**Passage:**
★ ★ ★ ★ ★
Thank you, Chair and members of the committee, for the opportunity to appear today.
My name is Andrew Thiele, vice-president of policy and GR at Energy Storage Canada. I'm joined by my colleague Robert Tremblay, ESC policy manager.
Energy Storage Canada is the national association representing companies involved in the development, manufacturing, integration and operation of energy storage technologies across the country. Today I want to focus on three core messages for you. First, energy storage is now essential infrastructure for Canada's electricity future. Second, storage is an industrial and supply chain opportunity, not just a grid solution. Third, Canada can lead globally, but doing so requires pragmatic federal policy coupled with smart provincial planning.
Canada's electricity system is undergoing rapid transformation, with rising demand and increasing reliability pressures. Energy storage provides firm capacity, flexible dispatchability and critical reliability services.
Canada's storage market is also accelerating quickly. Ontario has more than 2,800 megawatts of storage under contract or construction, one of the largest procurement pipelines in North America, and other provinces are also moving forward. Quebec has identified over 1,200 megawatts of opportunity. Alberta has currently deployed over 200 megawatts of storage and is looking to procure up to 750 megawatts of new storage in the next two years.
Storage is becoming one of the most important clean industrial opportunities of this decade. Canada is increasingly shifting beyond vehicle assembly toward the core battery supply chain, including battery cells and modules, grid-scale storage systems, long-duration storage technologies and recycling and critical mineral recovery.
The initial EV investment established Ontario as an auto transition hub. The next phase is a deeper dive into the battery value supply chain, where economic value, security relevance and export potential are much higher. Grid-scale storage demand can become a stable domestic anchor for manufacturing capacity, even as EV markets face cyclical uncertainty.
As we look ahead, one of the fastest-growing demand drivers for storage is AI and advanced computing. These step-load increases can take tens or even hundreds of megawatts at single sites. Transmission expansion can take up to 10 years, while storage systems can be deployed and permitted within two to four years. Storage creates room for economic opportunity while deferring costly upgrades and supporting industrial and compute investment.
Storage also strengthens Canada's electricity trade potential. Interties are essential infrastructure, but they are only as valuable as the flexibility behind them. Storage allows provinces to absorb energy during low demand periods and discharge during peaks, making interties more firm, controllable and economically valuable. This supports Canada's ability to export clean electricity at the right time.
Canada already has a diverse group of storage technology leaders and OEMs, including Invinity in British Columbia, manufacturing vanadium flow batteries; Hydrostor in Ontario, leading globally in compressed air storage; e-Zinc, developing zinc-based long-duration storage solutions; and EVLO, a company backed by Hydro-Québec, strengthening domestic battery systems integration. This diversity matters. Canada is not just importing storage; we are building expertise.
★ ★ ★ ★ ★
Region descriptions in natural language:
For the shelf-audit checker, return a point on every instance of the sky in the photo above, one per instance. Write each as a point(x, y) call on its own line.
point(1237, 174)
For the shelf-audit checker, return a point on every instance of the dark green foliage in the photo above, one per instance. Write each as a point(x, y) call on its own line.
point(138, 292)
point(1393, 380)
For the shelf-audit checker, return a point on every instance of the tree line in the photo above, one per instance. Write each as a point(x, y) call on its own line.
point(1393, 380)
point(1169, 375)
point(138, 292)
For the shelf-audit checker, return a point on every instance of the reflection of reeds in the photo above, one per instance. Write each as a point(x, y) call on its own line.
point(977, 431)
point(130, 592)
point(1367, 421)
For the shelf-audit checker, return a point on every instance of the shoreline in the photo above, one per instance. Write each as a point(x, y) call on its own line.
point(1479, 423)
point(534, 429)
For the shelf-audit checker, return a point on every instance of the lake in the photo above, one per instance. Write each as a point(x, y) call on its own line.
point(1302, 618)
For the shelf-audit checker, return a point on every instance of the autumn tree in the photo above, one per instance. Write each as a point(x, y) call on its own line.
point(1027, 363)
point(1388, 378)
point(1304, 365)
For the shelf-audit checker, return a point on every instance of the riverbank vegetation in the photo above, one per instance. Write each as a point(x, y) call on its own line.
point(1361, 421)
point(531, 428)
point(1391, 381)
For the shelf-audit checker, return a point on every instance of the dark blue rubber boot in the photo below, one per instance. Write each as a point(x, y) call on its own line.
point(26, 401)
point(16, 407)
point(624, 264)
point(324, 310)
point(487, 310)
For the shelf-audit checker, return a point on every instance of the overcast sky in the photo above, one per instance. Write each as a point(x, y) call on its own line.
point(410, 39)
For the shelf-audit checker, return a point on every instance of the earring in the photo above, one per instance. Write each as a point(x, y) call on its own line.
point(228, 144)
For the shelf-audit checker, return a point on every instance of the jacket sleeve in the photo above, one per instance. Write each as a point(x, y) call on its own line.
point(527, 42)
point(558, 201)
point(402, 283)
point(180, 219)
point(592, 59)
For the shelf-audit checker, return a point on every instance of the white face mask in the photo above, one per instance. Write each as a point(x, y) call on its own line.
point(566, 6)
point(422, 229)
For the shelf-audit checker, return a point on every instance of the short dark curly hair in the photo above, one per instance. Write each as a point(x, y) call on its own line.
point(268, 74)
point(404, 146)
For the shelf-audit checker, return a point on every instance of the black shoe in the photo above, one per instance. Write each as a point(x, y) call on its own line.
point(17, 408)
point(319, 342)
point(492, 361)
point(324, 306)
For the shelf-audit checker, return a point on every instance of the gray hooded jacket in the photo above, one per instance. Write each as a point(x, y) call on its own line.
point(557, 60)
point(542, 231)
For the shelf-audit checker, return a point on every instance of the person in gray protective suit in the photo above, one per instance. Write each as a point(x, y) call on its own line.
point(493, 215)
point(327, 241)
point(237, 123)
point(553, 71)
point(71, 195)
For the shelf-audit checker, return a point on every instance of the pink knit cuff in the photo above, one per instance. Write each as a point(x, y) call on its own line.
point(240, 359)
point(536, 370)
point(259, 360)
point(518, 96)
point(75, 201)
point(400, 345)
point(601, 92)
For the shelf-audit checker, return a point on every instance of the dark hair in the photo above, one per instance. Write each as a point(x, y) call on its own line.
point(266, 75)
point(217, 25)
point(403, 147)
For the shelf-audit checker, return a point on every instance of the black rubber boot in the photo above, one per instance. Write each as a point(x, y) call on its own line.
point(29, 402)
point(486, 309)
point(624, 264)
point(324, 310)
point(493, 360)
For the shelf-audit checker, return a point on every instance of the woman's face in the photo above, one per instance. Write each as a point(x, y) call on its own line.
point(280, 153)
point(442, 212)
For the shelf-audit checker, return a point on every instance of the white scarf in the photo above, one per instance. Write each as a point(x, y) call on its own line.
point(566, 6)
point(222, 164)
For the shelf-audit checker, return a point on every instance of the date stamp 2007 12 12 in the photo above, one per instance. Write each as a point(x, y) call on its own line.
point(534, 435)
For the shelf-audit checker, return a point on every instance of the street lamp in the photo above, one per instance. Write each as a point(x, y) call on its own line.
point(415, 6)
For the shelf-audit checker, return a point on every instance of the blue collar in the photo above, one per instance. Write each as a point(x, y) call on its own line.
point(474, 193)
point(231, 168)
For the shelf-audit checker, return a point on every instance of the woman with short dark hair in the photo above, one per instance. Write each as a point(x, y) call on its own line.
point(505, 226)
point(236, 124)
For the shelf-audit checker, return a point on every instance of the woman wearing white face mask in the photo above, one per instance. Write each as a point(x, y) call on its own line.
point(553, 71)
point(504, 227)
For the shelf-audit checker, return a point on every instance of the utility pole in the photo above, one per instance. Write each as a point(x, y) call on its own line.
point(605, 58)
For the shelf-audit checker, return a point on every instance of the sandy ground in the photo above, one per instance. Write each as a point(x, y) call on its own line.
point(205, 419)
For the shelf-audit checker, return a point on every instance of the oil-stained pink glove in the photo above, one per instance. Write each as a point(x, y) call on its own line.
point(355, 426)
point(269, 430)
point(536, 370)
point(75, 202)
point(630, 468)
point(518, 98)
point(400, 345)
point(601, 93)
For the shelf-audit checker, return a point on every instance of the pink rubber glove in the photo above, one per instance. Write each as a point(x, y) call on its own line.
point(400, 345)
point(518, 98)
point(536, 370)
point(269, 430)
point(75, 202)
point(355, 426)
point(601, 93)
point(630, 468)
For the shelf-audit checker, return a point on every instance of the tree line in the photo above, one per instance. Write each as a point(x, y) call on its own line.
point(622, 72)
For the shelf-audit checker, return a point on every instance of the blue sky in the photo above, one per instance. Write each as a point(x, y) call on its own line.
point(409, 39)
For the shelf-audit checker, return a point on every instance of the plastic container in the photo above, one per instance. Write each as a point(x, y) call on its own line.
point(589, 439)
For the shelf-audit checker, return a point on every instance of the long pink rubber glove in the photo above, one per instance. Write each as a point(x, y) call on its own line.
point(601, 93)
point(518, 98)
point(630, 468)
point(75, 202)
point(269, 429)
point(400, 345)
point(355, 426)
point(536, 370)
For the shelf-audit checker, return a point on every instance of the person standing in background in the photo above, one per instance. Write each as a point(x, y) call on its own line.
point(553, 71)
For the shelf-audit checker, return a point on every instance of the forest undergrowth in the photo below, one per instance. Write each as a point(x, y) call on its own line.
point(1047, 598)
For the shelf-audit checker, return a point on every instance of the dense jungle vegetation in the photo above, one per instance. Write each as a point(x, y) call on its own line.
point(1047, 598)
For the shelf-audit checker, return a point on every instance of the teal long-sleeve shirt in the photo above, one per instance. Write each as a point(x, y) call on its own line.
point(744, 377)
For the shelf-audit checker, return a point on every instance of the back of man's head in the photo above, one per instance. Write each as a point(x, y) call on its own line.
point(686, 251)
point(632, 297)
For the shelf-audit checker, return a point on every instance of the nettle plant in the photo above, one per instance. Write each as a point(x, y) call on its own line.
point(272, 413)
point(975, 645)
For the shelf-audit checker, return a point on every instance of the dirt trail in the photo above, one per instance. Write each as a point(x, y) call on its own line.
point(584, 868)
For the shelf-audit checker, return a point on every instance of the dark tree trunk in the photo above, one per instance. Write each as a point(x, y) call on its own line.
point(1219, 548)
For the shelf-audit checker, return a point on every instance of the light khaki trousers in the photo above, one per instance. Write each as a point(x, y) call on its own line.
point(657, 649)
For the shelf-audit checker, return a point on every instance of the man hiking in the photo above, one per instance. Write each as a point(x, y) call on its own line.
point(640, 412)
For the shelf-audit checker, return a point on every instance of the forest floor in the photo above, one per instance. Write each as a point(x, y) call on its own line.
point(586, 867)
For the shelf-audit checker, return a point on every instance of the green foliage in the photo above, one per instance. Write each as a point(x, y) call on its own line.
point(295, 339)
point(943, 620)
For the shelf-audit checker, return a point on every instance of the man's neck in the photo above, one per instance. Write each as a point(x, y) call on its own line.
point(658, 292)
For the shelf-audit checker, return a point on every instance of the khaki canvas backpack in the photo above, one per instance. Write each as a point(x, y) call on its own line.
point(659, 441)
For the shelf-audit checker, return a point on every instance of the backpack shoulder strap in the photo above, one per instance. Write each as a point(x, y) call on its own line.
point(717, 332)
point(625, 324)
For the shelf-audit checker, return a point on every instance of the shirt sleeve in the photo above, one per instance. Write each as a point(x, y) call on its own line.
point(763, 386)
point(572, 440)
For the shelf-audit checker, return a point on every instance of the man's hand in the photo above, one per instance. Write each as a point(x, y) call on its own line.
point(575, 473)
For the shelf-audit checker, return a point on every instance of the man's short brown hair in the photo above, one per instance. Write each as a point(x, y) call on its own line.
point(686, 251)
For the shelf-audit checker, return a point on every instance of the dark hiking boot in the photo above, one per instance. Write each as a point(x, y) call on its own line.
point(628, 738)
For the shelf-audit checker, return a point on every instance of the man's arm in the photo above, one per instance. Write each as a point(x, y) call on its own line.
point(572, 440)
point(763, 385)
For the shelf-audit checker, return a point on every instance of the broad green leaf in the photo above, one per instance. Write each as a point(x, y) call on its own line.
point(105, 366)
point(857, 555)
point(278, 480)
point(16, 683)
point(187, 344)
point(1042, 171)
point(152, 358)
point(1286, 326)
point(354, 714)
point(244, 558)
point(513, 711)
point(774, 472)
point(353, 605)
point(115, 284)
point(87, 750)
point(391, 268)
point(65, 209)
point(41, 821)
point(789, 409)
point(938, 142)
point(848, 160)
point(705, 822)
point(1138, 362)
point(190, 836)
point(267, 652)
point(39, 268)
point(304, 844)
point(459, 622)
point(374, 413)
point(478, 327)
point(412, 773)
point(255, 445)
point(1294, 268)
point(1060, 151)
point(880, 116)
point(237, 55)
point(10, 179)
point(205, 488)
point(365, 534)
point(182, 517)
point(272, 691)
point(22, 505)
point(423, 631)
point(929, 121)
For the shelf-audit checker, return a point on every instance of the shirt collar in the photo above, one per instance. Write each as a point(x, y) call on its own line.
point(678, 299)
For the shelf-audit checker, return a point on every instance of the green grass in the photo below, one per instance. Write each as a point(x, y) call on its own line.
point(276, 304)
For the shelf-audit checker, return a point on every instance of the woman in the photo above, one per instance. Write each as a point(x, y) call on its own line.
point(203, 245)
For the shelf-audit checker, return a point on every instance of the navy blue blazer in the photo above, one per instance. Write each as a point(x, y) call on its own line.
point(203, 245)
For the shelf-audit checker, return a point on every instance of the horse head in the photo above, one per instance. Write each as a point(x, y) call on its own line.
★ ★ ★ ★ ★
**About this task:**
Please continue the committee remarks on energy storage in Canada, starting right after their last sentence.

**Exercise output:**
At the same time, it is critical to acknowledge near-term supply chain realities. Battery supply chains remain globally concentrated, particularly for cells, subcomponents and processed critical minerals. Even leading North American OEMs still rely on international inputs in the near term. Canada cannot flip a switch overnight to full domestic sourcing without risking delays, cost increases and potential reliability impacts.
This brings us to energy security. ESC supports the principle of excluding high-risk foreign enterprises from participation in Canadian energy procurements, consistent with global best practices. However, these restrictions must be designed carefully. Abrupt or poorly designed measures could delay projects, raise costs or undermine local and indigenous participation.
ESC recommends a risk-based, non-retroactive transition framework, with a clear, targeted state-owned enterprise definition based on ownership and control thresholds; no retroactive application to existing contracted projects; and a phased implementation plan starting with cyber-sensitive components.
Cybersecurity risk management is not starting from scratch. Utilities and regulators already impose standards through interconnection requirements, procurement controls, remote access restrictions, firmware management, and testing and certification. The question is how to build on this foundation in a smart and targeted way.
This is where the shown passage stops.